:: WHAT IS EXPECTED ::
Where does the word "white" occur in the material? Copy each line that has it.

[THE DATA — start]

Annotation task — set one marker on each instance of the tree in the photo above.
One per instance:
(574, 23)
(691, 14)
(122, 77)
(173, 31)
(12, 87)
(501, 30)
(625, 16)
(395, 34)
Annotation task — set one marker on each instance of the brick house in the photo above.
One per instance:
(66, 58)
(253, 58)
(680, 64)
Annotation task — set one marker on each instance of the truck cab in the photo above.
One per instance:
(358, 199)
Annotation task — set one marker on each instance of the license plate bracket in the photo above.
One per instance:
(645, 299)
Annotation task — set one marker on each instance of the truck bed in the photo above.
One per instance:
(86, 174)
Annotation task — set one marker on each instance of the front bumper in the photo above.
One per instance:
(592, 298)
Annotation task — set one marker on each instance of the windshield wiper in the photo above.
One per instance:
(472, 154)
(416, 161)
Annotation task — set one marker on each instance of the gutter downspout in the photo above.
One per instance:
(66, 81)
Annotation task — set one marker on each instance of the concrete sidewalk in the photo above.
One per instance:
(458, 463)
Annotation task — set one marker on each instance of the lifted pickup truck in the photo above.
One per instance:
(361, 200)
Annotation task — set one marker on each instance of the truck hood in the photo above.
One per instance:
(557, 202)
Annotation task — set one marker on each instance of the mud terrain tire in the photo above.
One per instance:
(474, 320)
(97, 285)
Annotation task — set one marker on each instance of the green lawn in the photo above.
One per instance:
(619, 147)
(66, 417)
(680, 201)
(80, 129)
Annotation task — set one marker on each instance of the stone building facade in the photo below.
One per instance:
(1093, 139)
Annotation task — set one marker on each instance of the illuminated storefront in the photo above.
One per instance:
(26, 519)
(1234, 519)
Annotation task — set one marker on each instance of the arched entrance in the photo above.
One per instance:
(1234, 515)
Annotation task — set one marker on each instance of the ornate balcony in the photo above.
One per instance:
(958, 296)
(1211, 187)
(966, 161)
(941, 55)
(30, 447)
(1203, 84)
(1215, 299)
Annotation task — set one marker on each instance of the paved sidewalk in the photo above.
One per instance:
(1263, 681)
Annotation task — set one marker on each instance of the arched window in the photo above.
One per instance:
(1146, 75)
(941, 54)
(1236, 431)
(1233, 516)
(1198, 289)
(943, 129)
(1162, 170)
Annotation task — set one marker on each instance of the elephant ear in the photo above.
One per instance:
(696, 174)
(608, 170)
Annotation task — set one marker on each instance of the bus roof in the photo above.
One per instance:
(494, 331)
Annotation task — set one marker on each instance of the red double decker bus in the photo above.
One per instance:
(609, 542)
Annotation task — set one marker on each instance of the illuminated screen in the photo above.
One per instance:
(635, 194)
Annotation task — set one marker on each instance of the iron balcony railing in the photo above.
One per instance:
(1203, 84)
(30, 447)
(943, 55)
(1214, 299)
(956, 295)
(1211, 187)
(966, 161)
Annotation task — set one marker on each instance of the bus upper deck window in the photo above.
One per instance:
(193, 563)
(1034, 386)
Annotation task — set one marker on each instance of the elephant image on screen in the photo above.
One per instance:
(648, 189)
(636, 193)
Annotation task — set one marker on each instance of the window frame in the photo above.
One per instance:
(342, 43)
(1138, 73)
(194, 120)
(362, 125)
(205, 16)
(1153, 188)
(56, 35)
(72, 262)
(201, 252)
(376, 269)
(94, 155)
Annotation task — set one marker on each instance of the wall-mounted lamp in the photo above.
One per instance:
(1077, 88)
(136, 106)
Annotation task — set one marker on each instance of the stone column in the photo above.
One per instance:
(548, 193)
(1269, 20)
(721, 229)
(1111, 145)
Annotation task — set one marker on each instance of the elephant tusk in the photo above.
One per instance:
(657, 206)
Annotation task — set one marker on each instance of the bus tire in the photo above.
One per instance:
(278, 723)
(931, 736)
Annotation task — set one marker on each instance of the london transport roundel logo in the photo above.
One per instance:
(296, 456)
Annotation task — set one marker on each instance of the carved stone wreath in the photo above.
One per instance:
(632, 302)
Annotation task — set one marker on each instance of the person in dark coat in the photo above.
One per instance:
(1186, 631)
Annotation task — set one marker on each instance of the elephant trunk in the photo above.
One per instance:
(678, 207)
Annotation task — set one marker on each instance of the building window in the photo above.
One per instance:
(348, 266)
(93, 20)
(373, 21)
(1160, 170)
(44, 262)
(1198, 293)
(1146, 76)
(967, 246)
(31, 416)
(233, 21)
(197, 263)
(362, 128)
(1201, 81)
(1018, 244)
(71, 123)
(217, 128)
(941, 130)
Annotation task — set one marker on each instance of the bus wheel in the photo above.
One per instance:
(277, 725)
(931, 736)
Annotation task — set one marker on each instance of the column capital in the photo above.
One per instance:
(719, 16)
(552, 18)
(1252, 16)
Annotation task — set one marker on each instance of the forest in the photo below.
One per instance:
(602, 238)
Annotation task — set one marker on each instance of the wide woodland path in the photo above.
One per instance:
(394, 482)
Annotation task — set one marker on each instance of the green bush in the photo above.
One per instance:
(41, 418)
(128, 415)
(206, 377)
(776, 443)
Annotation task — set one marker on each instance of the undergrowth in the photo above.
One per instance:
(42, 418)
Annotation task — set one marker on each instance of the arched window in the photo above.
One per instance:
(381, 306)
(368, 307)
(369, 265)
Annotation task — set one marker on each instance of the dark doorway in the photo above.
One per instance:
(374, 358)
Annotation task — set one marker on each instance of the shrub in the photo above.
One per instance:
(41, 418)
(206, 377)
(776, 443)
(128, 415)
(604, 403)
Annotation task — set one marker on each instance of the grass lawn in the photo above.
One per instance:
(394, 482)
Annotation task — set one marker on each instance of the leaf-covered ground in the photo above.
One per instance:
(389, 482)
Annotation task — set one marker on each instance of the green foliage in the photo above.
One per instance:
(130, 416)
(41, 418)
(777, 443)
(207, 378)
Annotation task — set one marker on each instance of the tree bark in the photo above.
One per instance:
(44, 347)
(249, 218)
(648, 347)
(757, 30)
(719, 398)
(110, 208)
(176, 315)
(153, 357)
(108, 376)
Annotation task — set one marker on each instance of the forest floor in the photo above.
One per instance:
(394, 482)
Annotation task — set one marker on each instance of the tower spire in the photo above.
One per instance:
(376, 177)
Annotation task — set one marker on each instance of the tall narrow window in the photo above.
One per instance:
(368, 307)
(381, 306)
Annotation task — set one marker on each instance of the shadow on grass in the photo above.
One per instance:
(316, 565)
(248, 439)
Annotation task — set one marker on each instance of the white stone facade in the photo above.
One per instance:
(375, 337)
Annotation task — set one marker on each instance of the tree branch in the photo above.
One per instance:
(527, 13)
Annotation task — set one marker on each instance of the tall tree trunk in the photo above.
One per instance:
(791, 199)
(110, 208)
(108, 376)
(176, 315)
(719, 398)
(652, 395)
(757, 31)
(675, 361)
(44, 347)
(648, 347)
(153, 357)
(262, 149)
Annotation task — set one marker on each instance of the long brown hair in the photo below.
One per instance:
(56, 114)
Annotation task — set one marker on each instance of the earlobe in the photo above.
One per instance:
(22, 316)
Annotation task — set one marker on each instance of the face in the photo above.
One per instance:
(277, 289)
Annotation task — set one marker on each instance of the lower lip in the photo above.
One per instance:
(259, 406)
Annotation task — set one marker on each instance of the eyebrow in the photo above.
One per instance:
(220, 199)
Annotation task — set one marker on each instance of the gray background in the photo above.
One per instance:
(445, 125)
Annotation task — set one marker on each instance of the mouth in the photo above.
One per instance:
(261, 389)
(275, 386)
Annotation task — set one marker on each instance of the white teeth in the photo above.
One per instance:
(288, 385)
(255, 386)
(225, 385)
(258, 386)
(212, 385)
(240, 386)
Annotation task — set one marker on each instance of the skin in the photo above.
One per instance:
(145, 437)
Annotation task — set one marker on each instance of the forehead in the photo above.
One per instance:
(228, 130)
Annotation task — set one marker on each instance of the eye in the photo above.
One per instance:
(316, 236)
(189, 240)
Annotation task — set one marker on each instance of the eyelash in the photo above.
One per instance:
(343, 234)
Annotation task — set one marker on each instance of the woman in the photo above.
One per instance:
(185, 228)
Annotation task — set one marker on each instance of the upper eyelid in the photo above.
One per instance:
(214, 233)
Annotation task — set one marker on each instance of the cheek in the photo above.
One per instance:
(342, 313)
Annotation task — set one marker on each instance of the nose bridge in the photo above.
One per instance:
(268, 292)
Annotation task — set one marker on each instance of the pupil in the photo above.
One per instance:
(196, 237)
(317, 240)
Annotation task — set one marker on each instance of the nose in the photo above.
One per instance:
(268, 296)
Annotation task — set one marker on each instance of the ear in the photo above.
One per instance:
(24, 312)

[THE DATA — finish]

:: EXPECTED OUTPUT ::
Annotation task — set one marker on each instance of the white stone facade in the photo above.
Annotation task — set one marker on each instance of the white teeth in the photo above.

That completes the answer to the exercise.